──────── The data ────────

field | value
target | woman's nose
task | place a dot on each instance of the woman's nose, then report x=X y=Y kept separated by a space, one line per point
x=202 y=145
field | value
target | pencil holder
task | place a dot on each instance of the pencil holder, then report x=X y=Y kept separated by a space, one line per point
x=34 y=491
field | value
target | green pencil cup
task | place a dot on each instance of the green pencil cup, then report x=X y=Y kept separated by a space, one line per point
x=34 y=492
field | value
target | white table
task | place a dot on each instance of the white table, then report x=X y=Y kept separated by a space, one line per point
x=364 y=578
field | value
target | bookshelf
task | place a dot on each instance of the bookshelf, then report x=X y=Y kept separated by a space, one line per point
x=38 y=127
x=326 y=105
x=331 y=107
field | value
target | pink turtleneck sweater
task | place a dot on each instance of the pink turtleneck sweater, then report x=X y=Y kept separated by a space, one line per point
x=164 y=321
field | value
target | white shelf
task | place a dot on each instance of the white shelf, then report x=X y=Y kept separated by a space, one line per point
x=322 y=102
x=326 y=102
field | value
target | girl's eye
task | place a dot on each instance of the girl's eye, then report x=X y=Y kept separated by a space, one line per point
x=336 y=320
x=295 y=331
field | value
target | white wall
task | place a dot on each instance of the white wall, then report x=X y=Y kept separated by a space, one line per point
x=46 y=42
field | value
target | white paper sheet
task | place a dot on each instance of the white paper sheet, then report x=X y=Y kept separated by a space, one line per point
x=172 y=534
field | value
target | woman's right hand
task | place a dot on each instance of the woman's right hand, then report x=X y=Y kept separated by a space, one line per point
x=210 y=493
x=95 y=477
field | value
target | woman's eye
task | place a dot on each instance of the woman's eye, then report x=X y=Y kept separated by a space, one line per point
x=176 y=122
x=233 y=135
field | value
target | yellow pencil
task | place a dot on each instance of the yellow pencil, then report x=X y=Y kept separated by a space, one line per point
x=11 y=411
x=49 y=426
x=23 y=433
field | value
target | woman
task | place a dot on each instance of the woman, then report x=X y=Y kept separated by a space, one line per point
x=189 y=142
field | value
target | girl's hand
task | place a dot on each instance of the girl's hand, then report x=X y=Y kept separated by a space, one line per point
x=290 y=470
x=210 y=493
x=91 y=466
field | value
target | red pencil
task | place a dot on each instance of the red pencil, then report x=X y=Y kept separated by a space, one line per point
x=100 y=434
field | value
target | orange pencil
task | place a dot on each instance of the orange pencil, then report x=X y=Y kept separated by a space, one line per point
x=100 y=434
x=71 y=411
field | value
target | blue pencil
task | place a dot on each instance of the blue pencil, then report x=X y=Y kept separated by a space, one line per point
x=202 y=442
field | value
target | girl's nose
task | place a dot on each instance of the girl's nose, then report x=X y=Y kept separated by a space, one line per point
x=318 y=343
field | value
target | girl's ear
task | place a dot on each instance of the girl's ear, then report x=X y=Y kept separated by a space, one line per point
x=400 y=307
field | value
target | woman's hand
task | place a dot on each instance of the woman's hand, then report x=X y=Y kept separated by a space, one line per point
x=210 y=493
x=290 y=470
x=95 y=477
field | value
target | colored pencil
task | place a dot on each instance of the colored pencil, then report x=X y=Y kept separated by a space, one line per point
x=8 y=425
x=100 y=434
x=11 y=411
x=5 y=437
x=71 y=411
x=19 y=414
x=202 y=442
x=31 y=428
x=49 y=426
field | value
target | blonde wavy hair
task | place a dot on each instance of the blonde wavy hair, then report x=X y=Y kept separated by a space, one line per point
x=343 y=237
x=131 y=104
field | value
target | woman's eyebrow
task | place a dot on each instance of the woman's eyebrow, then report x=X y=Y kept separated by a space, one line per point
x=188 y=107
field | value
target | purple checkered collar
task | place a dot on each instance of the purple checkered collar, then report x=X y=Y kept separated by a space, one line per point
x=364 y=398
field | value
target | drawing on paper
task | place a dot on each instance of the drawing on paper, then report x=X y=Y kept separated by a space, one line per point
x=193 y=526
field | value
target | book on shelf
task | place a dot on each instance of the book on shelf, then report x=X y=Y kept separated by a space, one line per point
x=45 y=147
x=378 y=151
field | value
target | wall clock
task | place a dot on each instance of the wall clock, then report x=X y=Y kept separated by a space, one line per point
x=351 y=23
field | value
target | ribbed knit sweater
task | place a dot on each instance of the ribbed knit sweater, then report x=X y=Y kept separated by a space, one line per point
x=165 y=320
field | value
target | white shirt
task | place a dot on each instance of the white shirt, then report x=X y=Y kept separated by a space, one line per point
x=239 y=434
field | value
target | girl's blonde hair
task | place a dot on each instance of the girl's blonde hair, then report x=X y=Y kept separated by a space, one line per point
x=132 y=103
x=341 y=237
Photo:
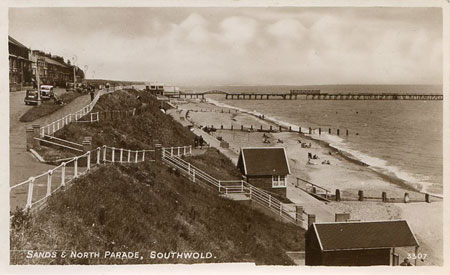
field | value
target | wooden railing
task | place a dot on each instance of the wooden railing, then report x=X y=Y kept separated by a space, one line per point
x=263 y=198
x=57 y=125
x=66 y=172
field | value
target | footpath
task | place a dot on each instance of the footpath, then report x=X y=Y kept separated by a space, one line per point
x=323 y=212
x=22 y=163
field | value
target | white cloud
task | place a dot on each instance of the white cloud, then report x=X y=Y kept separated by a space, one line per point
x=287 y=29
x=238 y=31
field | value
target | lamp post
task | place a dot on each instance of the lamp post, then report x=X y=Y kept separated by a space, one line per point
x=74 y=61
x=35 y=61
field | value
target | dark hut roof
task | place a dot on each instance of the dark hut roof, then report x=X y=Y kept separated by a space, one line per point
x=15 y=42
x=364 y=235
x=264 y=161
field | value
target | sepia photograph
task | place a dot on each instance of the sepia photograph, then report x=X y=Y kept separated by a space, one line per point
x=266 y=135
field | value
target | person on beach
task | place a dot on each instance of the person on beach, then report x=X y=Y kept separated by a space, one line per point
x=196 y=142
x=406 y=262
x=200 y=141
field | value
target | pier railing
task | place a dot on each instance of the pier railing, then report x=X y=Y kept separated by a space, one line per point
x=288 y=212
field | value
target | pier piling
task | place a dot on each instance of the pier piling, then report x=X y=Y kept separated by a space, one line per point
x=360 y=195
x=338 y=195
x=384 y=196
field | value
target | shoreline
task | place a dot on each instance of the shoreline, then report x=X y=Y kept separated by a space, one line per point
x=348 y=174
x=392 y=178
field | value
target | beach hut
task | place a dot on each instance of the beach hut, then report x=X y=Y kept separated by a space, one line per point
x=265 y=167
x=357 y=243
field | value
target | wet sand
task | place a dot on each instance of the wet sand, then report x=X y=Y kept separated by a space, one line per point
x=343 y=173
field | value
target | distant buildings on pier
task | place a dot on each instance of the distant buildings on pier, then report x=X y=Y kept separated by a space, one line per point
x=52 y=69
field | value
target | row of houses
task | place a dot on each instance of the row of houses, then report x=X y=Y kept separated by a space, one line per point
x=52 y=69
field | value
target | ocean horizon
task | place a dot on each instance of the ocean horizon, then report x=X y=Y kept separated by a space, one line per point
x=400 y=139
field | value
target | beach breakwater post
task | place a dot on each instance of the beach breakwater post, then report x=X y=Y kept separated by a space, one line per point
x=361 y=195
x=338 y=195
x=384 y=196
x=298 y=213
x=311 y=219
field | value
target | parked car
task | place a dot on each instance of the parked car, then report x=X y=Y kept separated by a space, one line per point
x=31 y=97
x=70 y=87
x=46 y=92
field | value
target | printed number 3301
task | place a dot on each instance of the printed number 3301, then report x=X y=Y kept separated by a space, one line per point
x=419 y=256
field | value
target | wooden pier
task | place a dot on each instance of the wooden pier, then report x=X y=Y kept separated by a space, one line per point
x=315 y=95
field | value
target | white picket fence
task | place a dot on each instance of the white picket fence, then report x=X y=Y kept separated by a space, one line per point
x=37 y=189
x=263 y=198
x=57 y=125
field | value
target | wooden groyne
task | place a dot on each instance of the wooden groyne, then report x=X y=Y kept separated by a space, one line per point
x=314 y=95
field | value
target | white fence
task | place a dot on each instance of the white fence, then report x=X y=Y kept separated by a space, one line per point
x=36 y=190
x=57 y=125
x=263 y=198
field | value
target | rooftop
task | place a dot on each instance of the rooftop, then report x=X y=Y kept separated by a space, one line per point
x=364 y=235
x=264 y=161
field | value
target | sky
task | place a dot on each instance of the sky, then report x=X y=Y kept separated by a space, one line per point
x=241 y=46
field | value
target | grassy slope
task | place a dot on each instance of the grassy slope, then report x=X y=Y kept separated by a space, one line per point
x=150 y=208
x=136 y=132
x=47 y=107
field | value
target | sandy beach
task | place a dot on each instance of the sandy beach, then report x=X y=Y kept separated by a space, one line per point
x=342 y=173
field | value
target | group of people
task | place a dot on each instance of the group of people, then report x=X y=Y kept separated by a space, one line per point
x=198 y=141
x=304 y=145
x=311 y=156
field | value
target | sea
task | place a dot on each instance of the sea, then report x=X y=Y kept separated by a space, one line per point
x=400 y=138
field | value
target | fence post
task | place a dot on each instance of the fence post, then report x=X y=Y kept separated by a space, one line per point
x=159 y=152
x=104 y=153
x=30 y=138
x=311 y=219
x=63 y=174
x=298 y=213
x=360 y=195
x=49 y=182
x=88 y=165
x=75 y=168
x=30 y=193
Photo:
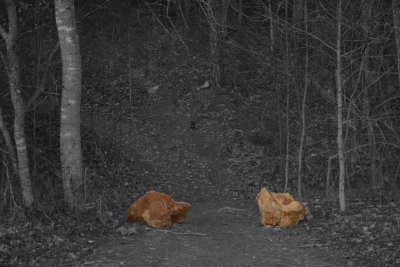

────────

◆ What is required:
List every line in the records that contains the word "hair", treating case as significant.

◆ Exercise result:
target | blonde wavy hair
task | place a dot on each instance of the blonde wavy hair, then report x=X y=Y kept separated by a space, one line per point
target | girl's blonde hair
task | place a dot on each instance of the girl's blonde hair, then report x=X y=Y kept separated by a space, one line per point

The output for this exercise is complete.